- [书面指令]: 将以下全部数据中的“even-odd”替换为“nonzero”，其余部分保持不变，并完整输出替换后的数据。

[数据项]
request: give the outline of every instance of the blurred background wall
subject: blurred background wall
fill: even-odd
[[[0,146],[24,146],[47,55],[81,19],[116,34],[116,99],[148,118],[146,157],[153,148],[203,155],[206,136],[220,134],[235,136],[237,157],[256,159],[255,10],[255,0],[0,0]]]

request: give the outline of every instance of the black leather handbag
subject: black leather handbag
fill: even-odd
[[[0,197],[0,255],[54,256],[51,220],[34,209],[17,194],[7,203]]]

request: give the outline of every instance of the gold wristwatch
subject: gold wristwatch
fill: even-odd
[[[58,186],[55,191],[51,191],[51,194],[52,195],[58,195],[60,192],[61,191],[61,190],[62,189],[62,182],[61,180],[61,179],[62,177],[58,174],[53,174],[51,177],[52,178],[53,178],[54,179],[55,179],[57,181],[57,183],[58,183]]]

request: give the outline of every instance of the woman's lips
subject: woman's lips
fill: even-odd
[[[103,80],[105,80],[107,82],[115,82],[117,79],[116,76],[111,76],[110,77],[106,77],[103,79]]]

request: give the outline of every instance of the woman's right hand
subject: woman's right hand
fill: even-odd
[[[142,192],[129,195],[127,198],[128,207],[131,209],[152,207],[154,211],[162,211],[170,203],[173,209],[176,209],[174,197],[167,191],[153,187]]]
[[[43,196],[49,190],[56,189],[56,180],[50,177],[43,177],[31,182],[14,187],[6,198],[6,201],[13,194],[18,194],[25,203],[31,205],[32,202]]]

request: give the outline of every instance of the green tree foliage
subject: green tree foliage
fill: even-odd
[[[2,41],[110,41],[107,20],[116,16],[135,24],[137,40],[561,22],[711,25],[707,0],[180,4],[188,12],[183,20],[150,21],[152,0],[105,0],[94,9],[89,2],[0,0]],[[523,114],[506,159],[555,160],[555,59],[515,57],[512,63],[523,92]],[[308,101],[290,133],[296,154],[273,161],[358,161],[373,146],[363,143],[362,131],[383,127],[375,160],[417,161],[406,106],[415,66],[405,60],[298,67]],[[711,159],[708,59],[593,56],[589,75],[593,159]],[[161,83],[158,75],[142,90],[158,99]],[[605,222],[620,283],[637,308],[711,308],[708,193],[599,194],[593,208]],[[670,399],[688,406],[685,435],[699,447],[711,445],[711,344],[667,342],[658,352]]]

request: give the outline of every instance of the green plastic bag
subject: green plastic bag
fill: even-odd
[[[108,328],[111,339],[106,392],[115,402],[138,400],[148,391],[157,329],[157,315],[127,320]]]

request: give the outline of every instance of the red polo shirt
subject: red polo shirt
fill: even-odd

- [已解问题]:
request: give the outline of every instance of the blurred background wall
subject: blurred background wall
fill: nonzero
[[[0,146],[24,146],[47,55],[81,19],[116,34],[116,99],[148,118],[146,157],[153,148],[203,155],[206,136],[220,134],[235,136],[237,157],[256,159],[255,10],[255,0],[0,0]]]

request: give the outline of every instance of the black leather handbag
subject: black leather handbag
fill: nonzero
[[[0,197],[0,255],[54,256],[51,220],[34,209],[17,194],[7,203]]]

request: give the outline of every instance of the gold wristwatch
subject: gold wristwatch
fill: nonzero
[[[58,186],[55,191],[51,191],[51,194],[52,195],[58,195],[60,192],[61,191],[61,190],[62,189],[62,182],[61,180],[61,179],[62,177],[58,174],[53,174],[51,177],[52,178],[53,178],[54,179],[55,179],[57,181],[57,183],[58,183]]]

request: give the outline of every instance of the woman's lips
subject: woman's lips
fill: nonzero
[[[103,80],[105,80],[107,82],[115,82],[117,79],[116,76],[111,76],[110,77],[106,77],[103,79]]]

request: give the outline of every instance of the woman's right hand
subject: woman's right hand
fill: nonzero
[[[142,192],[129,195],[127,198],[128,207],[131,209],[152,207],[154,211],[162,211],[170,203],[173,209],[176,209],[174,197],[167,191],[153,187]]]
[[[43,196],[49,190],[56,189],[56,180],[50,177],[43,177],[31,182],[14,187],[6,198],[6,201],[13,194],[18,194],[25,203],[31,205],[32,202]]]

request: give the outline of every instance of the green tree foliage
subject: green tree foliage
fill: nonzero
[[[2,41],[110,41],[107,20],[116,16],[135,24],[137,40],[561,22],[711,25],[707,0],[180,4],[188,12],[183,20],[150,21],[152,0],[105,0],[94,9],[89,2],[0,0]],[[523,114],[506,159],[555,160],[555,59],[515,57],[512,63],[523,92]],[[308,101],[290,133],[296,154],[273,161],[358,161],[373,146],[363,143],[362,131],[383,127],[375,160],[417,161],[406,106],[415,66],[405,60],[298,67]],[[711,159],[708,59],[593,56],[589,75],[593,159]],[[161,83],[158,75],[142,90],[158,99]],[[605,222],[620,283],[637,308],[711,308],[708,193],[599,194],[593,208]],[[670,399],[688,406],[685,435],[699,447],[711,445],[711,344],[667,342],[658,352]]]

request: give the outline of every instance of the green plastic bag
subject: green plastic bag
fill: nonzero
[[[108,328],[111,339],[106,392],[115,402],[138,400],[148,391],[157,329],[157,315],[127,320]]]

request: give the outline of every instance of the red polo shirt
subject: red polo shirt
fill: nonzero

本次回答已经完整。